=== DIRECTIONS FOR THIS TASK ===
Begin at the line containing "-- sample [622,14]." in the data below and go on through the line containing "-- sample [625,449].", repeating each line exactly; include both ends and no other line.

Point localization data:
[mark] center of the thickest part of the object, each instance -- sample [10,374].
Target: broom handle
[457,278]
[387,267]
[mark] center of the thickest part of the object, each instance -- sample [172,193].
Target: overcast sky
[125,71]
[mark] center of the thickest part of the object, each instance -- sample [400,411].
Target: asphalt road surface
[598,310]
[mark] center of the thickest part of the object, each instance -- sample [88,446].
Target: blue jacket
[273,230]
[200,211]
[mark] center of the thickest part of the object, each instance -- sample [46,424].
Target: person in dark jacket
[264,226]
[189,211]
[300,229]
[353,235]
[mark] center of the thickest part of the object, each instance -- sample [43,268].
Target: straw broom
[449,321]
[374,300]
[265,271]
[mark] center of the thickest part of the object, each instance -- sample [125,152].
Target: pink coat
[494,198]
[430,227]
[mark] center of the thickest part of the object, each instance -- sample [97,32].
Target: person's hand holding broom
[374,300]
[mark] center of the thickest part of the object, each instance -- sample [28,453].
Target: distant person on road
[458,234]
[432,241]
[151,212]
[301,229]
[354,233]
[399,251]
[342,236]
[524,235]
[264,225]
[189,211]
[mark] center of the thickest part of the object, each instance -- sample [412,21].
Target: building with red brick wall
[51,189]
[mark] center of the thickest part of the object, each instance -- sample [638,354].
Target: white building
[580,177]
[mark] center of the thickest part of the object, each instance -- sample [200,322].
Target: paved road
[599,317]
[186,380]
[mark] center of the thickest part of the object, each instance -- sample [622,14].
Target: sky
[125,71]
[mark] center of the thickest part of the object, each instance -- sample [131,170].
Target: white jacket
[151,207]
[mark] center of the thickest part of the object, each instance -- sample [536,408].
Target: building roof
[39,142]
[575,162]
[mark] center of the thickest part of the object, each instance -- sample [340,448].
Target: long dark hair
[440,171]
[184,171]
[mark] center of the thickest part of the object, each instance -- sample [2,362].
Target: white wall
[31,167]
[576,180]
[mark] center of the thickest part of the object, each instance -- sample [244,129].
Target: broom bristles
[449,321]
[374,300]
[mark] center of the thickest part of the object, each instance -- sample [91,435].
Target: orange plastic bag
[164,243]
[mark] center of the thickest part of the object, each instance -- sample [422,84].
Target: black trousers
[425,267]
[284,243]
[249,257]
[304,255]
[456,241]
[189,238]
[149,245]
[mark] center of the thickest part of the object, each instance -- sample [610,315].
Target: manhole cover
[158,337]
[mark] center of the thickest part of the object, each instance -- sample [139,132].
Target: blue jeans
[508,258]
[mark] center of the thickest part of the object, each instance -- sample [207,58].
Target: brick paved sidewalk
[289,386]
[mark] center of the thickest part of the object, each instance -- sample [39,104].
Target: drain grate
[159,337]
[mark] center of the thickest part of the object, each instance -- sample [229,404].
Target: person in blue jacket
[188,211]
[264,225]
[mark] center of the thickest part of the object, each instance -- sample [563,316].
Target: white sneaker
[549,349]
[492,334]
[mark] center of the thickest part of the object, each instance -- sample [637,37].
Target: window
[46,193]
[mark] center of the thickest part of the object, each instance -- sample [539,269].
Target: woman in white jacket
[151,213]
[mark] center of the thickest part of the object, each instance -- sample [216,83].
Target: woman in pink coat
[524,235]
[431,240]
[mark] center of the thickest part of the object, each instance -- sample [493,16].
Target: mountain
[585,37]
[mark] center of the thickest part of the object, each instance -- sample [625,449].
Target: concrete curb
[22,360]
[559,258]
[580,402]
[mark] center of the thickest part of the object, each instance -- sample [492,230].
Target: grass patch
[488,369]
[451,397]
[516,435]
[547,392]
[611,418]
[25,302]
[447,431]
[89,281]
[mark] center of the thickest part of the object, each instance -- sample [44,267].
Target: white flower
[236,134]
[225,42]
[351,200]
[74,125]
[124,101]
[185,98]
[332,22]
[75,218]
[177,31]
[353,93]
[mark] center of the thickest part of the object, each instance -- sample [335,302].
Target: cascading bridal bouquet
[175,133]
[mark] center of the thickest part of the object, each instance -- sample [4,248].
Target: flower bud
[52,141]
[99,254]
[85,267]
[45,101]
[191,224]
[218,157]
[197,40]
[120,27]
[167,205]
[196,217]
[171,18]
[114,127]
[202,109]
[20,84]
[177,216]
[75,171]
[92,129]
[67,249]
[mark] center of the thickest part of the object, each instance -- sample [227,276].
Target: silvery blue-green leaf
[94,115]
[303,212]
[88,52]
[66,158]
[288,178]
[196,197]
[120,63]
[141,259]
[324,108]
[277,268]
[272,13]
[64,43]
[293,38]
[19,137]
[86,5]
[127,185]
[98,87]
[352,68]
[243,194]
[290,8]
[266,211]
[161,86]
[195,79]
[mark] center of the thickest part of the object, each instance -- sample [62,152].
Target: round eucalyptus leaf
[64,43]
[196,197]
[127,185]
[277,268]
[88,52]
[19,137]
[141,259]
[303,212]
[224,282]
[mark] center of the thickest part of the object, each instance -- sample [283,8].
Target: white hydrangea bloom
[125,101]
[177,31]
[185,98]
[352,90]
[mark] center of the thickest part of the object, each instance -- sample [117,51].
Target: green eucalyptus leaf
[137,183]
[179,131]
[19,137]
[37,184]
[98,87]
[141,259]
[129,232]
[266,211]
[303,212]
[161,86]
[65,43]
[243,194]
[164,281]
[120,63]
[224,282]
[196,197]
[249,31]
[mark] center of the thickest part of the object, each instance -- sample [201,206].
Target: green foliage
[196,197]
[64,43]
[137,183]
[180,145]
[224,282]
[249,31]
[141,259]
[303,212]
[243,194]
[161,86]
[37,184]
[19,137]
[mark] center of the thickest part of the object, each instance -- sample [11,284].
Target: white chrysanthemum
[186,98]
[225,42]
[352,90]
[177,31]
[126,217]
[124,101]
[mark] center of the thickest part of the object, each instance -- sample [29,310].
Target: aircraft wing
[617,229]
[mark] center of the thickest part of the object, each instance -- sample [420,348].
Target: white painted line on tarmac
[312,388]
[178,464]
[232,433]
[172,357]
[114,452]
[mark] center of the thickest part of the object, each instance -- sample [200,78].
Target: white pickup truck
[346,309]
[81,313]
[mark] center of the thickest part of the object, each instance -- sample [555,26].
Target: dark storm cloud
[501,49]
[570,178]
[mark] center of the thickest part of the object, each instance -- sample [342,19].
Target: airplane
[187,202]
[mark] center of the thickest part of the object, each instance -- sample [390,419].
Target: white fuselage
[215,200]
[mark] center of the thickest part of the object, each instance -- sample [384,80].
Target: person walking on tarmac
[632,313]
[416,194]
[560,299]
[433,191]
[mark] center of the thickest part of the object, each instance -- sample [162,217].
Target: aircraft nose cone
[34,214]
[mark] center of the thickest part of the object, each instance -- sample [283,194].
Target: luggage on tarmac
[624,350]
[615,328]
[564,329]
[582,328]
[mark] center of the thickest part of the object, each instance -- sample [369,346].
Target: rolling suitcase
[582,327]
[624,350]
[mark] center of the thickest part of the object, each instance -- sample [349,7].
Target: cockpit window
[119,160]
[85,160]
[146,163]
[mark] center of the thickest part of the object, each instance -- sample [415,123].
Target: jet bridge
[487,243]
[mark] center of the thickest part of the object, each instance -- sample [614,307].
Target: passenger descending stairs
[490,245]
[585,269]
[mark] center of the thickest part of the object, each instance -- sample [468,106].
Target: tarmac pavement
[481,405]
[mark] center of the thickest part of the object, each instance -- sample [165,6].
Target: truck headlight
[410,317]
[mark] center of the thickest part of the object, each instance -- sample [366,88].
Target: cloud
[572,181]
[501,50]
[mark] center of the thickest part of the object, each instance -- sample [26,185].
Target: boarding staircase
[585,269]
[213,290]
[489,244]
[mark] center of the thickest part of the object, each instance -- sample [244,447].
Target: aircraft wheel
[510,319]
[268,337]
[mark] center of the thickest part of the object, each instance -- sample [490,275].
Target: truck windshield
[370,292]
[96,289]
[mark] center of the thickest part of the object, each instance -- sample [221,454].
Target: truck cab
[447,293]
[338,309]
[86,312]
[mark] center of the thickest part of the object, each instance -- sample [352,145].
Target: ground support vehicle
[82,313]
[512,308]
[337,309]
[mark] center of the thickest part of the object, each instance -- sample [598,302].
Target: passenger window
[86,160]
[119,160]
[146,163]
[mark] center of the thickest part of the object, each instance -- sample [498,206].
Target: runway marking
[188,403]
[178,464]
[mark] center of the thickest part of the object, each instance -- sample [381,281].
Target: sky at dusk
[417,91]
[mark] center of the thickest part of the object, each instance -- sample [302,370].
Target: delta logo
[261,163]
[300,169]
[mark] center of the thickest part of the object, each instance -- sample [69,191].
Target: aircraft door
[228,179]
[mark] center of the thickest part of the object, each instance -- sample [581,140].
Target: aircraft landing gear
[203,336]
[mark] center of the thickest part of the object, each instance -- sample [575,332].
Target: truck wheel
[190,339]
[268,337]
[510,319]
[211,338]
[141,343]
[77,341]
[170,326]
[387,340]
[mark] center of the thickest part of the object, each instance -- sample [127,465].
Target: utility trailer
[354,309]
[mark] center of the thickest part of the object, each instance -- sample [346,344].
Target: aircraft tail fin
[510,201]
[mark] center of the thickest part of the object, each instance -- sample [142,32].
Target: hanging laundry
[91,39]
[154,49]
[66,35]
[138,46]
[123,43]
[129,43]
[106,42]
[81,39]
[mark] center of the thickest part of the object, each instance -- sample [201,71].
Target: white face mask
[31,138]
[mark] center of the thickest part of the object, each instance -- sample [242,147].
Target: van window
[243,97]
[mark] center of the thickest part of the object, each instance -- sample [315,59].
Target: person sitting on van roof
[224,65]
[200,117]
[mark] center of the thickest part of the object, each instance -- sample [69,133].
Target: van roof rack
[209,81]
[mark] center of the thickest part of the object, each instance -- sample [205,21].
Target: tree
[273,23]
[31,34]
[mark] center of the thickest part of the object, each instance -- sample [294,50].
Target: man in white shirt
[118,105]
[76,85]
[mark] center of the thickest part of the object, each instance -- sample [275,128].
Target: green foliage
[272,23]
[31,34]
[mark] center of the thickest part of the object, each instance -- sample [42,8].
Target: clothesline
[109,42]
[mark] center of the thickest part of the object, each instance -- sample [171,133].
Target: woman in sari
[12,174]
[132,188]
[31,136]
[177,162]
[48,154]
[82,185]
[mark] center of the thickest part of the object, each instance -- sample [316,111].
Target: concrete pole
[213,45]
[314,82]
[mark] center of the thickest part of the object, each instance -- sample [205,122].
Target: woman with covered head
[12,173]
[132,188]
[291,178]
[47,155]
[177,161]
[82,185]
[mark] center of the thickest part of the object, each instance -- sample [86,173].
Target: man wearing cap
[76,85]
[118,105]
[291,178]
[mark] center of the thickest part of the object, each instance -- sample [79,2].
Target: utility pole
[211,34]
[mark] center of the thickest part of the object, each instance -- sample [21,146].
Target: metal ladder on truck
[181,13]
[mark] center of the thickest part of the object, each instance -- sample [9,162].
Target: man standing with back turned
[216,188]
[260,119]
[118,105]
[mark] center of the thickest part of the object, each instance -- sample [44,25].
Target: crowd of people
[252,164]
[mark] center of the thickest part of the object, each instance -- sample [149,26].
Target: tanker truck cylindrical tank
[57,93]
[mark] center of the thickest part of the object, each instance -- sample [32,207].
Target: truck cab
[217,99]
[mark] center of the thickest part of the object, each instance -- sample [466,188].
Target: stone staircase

=== EXPECTED ANSWER ===
[mark] center of the thickest part of the object, each instance -- sample [622,14].
Target: sky
[125,71]
[mark] center of the thickest part of the object, each instance -- sample [131,170].
Target: white jacket
[151,207]
[mark] center of the thickest part of the object, each instance -- sample [536,408].
Target: building roof
[39,142]
[575,162]
[mark] center of the thickest part of the object, each instance -- sample [340,448].
Target: long dark hair
[440,171]
[184,171]
[mark] center of the thickest part of the object, each instance -- sample [2,362].
Target: white wall
[31,167]
[576,180]
[mark] center of the thickest part of the object, each instance -- sample [244,129].
Target: broom bristles
[449,321]
[374,300]
[mark] center of the thickest part of the object, each instance -- sample [91,435].
Target: orange plastic bag
[164,243]
[mark] center of the thickest part of the object, each instance -- sample [422,84].
Target: black trousers
[425,267]
[284,243]
[249,257]
[304,255]
[456,241]
[189,238]
[149,245]
[mark] center of the thickest part of the object, each instance -- sample [610,315].
Target: manhole cover
[158,337]
[mark] center of the thickest part of the object, each instance -- sample [139,132].
Target: blue jeans
[508,258]
[mark] center of the thickest part of the object, each instance -- sample [207,58].
Target: brick paved sidewalk
[289,386]
[mark] center of the thickest part of the object, each instance -- sample [39,104].
Target: drain grate
[159,337]
[mark] center of the thickest part of the object, each instance -- sample [229,404].
Target: person in blue jacket
[188,211]
[264,225]
[mark] center of the thickest part of the object, each instance -- sample [563,316].
Target: white sneaker
[549,349]
[492,334]
[mark] center of the thickest part of the object, each instance -- sample [637,37].
Target: window
[46,193]
[mark] center of the thickest part of the object, each instance -- sample [539,269].
Target: woman in white jacket
[151,213]
[mark] center of the thickest part of the object, each instance -- sample [216,83].
Target: woman in pink coat
[524,235]
[431,240]
[mark] center of the thickest part of the object, each instance -- sample [493,16].
Target: mountain
[585,37]
[mark] center of the thickest part of the object, each instance -- sample [625,449].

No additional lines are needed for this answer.